Available records:
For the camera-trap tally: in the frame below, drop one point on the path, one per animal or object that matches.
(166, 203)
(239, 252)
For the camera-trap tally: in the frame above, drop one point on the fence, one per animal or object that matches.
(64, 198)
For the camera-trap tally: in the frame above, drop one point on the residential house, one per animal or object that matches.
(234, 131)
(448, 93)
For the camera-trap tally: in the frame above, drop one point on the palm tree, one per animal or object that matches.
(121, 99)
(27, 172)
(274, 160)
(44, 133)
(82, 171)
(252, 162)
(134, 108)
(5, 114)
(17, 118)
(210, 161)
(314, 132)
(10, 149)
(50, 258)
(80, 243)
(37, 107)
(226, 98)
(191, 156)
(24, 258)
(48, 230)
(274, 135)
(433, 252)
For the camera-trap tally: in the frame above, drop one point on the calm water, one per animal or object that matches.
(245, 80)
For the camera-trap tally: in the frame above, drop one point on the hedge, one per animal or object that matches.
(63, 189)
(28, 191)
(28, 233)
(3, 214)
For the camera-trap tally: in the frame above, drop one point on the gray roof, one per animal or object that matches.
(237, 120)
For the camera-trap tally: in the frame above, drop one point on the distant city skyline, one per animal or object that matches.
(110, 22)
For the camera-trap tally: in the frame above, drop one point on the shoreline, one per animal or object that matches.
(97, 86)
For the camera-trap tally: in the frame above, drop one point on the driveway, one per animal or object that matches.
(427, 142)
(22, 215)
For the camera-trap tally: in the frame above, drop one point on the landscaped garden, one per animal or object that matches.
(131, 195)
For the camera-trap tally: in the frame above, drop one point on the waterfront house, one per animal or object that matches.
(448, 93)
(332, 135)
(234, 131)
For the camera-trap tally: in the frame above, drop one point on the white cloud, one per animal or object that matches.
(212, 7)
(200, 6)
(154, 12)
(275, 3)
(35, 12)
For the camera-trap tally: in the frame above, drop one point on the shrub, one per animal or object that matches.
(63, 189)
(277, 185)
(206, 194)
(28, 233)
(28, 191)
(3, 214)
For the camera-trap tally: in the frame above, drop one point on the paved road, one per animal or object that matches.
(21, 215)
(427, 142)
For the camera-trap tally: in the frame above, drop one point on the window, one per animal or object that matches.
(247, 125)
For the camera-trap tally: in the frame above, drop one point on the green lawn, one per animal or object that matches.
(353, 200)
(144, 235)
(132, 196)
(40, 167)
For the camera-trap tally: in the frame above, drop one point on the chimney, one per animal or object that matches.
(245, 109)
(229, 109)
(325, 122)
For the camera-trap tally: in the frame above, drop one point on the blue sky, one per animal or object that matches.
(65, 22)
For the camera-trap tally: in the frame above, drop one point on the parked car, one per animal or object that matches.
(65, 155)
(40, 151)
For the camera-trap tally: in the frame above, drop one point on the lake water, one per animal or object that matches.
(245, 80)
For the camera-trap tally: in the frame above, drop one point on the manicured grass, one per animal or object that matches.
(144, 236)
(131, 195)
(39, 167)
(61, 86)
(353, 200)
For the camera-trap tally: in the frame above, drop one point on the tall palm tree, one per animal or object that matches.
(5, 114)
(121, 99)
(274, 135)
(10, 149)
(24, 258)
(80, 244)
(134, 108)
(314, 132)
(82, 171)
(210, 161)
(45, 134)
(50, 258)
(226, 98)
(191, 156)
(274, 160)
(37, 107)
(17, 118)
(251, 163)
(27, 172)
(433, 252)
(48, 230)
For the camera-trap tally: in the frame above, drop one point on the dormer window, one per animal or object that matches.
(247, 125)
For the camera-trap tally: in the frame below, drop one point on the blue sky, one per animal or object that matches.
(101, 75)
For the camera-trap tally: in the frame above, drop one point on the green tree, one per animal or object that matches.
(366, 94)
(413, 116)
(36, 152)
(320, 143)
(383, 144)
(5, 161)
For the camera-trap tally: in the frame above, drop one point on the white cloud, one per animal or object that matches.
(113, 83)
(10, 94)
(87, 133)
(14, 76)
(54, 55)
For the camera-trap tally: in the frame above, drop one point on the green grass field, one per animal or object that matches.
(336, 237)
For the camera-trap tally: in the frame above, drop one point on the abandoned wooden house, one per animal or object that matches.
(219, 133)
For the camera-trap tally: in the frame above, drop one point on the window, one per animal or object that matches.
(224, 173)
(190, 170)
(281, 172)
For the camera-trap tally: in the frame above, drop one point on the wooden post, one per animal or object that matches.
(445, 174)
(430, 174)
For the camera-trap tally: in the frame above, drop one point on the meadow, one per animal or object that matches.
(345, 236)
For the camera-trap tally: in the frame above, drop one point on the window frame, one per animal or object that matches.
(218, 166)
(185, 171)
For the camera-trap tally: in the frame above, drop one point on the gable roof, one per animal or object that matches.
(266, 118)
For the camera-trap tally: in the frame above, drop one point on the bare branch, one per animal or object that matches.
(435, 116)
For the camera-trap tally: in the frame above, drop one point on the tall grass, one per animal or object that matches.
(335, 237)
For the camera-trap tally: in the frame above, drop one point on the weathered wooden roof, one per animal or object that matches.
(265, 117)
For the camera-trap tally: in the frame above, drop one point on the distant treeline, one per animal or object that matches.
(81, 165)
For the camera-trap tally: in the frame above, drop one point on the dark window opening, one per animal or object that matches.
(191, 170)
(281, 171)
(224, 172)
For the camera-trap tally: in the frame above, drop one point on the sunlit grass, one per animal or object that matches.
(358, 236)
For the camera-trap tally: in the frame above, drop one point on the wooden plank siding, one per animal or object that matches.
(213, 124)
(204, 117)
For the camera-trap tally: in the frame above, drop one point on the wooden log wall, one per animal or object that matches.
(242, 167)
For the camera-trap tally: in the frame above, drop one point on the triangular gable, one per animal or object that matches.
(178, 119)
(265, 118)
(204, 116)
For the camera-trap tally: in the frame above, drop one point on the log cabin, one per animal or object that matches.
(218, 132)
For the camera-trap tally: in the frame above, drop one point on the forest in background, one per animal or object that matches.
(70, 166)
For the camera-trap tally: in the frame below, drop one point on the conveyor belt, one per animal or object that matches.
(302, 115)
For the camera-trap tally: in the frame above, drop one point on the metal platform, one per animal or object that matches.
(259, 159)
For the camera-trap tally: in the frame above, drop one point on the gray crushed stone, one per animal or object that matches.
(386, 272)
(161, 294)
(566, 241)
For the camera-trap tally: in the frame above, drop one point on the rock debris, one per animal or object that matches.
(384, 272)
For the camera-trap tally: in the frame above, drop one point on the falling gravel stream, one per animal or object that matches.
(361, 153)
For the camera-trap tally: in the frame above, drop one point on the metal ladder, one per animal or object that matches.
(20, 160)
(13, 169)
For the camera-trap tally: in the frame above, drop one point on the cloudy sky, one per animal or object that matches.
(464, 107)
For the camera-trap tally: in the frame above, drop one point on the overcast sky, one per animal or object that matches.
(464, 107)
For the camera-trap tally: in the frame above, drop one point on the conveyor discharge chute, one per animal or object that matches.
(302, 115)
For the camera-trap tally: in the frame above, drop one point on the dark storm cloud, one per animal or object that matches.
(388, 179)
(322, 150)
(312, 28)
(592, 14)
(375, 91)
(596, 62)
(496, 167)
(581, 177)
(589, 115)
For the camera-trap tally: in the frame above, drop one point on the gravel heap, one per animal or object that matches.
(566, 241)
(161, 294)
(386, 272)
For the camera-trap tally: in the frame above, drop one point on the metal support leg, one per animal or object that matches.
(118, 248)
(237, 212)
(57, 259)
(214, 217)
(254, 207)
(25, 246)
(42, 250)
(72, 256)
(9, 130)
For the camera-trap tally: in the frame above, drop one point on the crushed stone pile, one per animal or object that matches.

Your goal: Reproduce word for word the lines from the one containing "leg, one per animal or object that matches." through the last line, including both.

Correct result:
For the camera-trap tally: in the frame above, drop one point on the metal support leg, one per animal or object that matches.
(118, 248)
(237, 212)
(57, 259)
(214, 217)
(254, 207)
(25, 246)
(42, 250)
(72, 256)
(9, 130)
For the camera-trap tally: in the frame above, drop one point on the crushed stone pile, one per animal or object that matches.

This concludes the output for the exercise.